##### The data #####
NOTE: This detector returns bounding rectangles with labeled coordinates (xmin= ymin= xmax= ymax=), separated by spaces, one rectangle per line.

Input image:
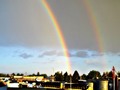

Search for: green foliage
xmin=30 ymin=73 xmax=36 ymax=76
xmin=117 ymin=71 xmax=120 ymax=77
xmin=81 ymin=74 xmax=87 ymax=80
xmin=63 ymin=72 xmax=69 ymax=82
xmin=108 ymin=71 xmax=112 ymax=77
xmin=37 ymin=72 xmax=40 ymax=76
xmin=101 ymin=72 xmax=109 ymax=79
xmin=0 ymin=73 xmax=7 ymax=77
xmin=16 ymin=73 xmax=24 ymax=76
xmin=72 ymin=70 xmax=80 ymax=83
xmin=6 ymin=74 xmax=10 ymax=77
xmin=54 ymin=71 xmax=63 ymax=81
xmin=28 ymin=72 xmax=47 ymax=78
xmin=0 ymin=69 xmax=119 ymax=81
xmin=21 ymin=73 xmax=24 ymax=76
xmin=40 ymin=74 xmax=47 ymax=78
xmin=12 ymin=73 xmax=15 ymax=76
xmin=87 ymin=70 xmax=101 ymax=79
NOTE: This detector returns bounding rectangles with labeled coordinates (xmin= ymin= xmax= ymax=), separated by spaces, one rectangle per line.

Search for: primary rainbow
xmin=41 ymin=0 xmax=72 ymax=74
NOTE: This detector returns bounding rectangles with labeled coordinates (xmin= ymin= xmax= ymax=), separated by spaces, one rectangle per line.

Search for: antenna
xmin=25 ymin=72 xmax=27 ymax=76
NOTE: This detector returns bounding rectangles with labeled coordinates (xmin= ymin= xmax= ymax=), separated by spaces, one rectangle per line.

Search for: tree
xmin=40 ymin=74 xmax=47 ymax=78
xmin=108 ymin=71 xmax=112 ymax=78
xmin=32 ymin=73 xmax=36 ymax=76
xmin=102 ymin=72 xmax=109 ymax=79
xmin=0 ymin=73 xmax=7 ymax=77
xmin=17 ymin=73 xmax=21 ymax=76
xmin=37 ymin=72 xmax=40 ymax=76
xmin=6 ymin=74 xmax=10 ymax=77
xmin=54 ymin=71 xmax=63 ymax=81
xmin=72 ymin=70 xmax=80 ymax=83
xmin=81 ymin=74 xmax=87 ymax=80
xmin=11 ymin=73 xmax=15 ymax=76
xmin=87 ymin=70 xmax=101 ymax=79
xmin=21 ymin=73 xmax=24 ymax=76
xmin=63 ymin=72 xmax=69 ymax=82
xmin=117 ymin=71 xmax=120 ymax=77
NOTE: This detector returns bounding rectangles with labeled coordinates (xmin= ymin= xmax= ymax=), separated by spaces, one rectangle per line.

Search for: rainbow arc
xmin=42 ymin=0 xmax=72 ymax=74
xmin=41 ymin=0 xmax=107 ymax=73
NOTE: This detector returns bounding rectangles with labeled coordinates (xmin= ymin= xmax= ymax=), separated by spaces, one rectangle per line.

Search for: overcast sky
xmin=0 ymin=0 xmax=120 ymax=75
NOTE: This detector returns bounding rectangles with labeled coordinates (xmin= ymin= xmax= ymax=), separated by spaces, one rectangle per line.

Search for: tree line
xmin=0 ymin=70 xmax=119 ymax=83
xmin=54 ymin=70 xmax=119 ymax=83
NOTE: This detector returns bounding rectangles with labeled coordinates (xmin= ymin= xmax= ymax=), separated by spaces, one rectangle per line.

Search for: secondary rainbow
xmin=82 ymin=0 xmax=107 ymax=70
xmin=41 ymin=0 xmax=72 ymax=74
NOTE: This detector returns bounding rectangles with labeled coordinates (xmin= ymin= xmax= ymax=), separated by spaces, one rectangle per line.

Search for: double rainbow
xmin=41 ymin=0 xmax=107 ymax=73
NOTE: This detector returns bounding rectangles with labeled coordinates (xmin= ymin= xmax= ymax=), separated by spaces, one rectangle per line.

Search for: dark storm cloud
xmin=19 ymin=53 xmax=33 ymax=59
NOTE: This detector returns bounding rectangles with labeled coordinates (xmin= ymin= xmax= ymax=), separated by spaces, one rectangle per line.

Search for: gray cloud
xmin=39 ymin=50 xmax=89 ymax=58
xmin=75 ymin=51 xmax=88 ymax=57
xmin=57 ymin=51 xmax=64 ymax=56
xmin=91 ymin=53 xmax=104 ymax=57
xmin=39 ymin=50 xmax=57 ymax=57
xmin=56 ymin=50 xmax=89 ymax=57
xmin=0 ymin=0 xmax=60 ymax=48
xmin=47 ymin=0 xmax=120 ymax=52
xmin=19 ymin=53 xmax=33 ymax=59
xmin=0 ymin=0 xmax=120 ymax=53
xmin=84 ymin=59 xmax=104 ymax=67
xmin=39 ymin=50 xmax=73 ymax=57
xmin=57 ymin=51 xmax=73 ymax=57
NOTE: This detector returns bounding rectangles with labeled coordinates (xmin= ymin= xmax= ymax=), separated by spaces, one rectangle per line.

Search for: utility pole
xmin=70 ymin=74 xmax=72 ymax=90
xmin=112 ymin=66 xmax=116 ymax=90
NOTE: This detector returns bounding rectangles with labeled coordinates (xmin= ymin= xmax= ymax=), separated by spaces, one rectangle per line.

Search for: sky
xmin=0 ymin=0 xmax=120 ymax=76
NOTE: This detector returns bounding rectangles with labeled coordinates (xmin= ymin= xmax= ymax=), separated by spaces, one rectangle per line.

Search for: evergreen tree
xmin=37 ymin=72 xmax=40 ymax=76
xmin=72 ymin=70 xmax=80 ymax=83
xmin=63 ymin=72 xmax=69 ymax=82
#####
Restate the entries verbatim, without pictures.

Your solution>
NOTE: This detector returns bounding rectangles with labeled coordinates (xmin= ymin= xmax= ymax=), separated by spaces, one rectangle per line.

Input image:

Search for: green foliage
xmin=30 ymin=73 xmax=36 ymax=76
xmin=117 ymin=71 xmax=120 ymax=77
xmin=81 ymin=74 xmax=87 ymax=80
xmin=63 ymin=72 xmax=69 ymax=82
xmin=108 ymin=71 xmax=112 ymax=77
xmin=37 ymin=72 xmax=40 ymax=76
xmin=101 ymin=72 xmax=109 ymax=79
xmin=0 ymin=73 xmax=7 ymax=77
xmin=16 ymin=73 xmax=24 ymax=76
xmin=72 ymin=70 xmax=80 ymax=83
xmin=6 ymin=74 xmax=10 ymax=77
xmin=54 ymin=71 xmax=63 ymax=81
xmin=28 ymin=72 xmax=47 ymax=78
xmin=0 ymin=69 xmax=119 ymax=81
xmin=21 ymin=73 xmax=24 ymax=76
xmin=40 ymin=74 xmax=47 ymax=78
xmin=12 ymin=73 xmax=15 ymax=76
xmin=87 ymin=70 xmax=101 ymax=79
NOTE: This detector returns bounding rectangles with labeled coordinates (xmin= ymin= xmax= ymax=), separated by spaces, one rectangle per line.

Search for: primary rainbow
xmin=41 ymin=0 xmax=72 ymax=74
NOTE: This detector returns bounding rectangles with labeled coordinates (xmin= ymin= xmax= ymax=), separated by spaces, one rectangle per line.

Search for: antenna
xmin=25 ymin=72 xmax=27 ymax=76
NOTE: This detector returns bounding rectangles with labeled coordinates (xmin= ymin= xmax= ymax=), separated by spaces, one rectangle per line.

Search for: tree
xmin=40 ymin=74 xmax=47 ymax=78
xmin=108 ymin=71 xmax=112 ymax=78
xmin=32 ymin=73 xmax=36 ymax=76
xmin=102 ymin=72 xmax=109 ymax=79
xmin=0 ymin=73 xmax=7 ymax=77
xmin=17 ymin=73 xmax=21 ymax=76
xmin=37 ymin=72 xmax=40 ymax=76
xmin=6 ymin=74 xmax=10 ymax=77
xmin=54 ymin=71 xmax=63 ymax=81
xmin=72 ymin=70 xmax=80 ymax=83
xmin=81 ymin=74 xmax=87 ymax=80
xmin=11 ymin=73 xmax=15 ymax=76
xmin=87 ymin=70 xmax=101 ymax=79
xmin=21 ymin=73 xmax=24 ymax=76
xmin=63 ymin=72 xmax=69 ymax=82
xmin=117 ymin=71 xmax=120 ymax=77
NOTE: This detector returns bounding rectangles with labeled coordinates (xmin= ymin= xmax= ymax=), separated by spaces, one rectangle per line.

Search for: rainbow arc
xmin=42 ymin=0 xmax=72 ymax=74
xmin=41 ymin=0 xmax=107 ymax=73
NOTE: This detector returns bounding rectangles with labeled coordinates (xmin= ymin= xmax= ymax=), separated by spaces, one rectangle per line.

Search for: overcast sky
xmin=0 ymin=0 xmax=120 ymax=75
NOTE: This detector returns bounding rectangles with labeled coordinates (xmin= ymin= xmax= ymax=), separated by spaces, one rectangle per line.

Search for: tree line
xmin=0 ymin=70 xmax=119 ymax=83
xmin=54 ymin=70 xmax=119 ymax=83
NOTE: This detector returns bounding rectangles with labeled coordinates (xmin= ymin= xmax= ymax=), separated by spaces, one rectangle per line.

Search for: secondary rainbow
xmin=82 ymin=0 xmax=107 ymax=70
xmin=41 ymin=0 xmax=72 ymax=74
NOTE: This detector returns bounding rectangles with labeled coordinates (xmin= ymin= xmax= ymax=), separated by spaces, one rectangle per line.

Search for: double rainbow
xmin=41 ymin=0 xmax=107 ymax=73
NOTE: This detector returns bounding rectangles with labeled coordinates (xmin= ymin= xmax= ymax=), separated by spaces, one rectangle per line.

Search for: dark storm cloud
xmin=19 ymin=53 xmax=33 ymax=59
NOTE: This detector returns bounding rectangles with labeled coordinates (xmin= ymin= xmax= ymax=), separated by spaces, one rectangle per line.

Search for: gray cloud
xmin=39 ymin=50 xmax=89 ymax=58
xmin=75 ymin=51 xmax=88 ymax=57
xmin=57 ymin=51 xmax=64 ymax=56
xmin=91 ymin=53 xmax=104 ymax=57
xmin=39 ymin=50 xmax=57 ymax=57
xmin=56 ymin=50 xmax=89 ymax=57
xmin=0 ymin=0 xmax=60 ymax=48
xmin=47 ymin=0 xmax=120 ymax=52
xmin=19 ymin=53 xmax=33 ymax=59
xmin=0 ymin=0 xmax=120 ymax=53
xmin=84 ymin=59 xmax=104 ymax=67
xmin=39 ymin=50 xmax=73 ymax=57
xmin=57 ymin=51 xmax=73 ymax=57
NOTE: This detector returns bounding rectangles with labeled coordinates (xmin= ymin= xmax= ymax=), separated by spaces, one rectangle per line.

Search for: utility pole
xmin=70 ymin=74 xmax=72 ymax=90
xmin=112 ymin=66 xmax=116 ymax=90
NOTE: This detector returns bounding rectangles with labeled coordinates (xmin= ymin= xmax= ymax=), separated by spaces, one rectangle per line.

Search for: sky
xmin=0 ymin=0 xmax=120 ymax=76
NOTE: This detector returns bounding rectangles with labeled coordinates (xmin= ymin= xmax= ymax=), separated by spaces, one rectangle per line.

Search for: evergreen tree
xmin=37 ymin=72 xmax=40 ymax=76
xmin=72 ymin=70 xmax=80 ymax=83
xmin=63 ymin=72 xmax=69 ymax=82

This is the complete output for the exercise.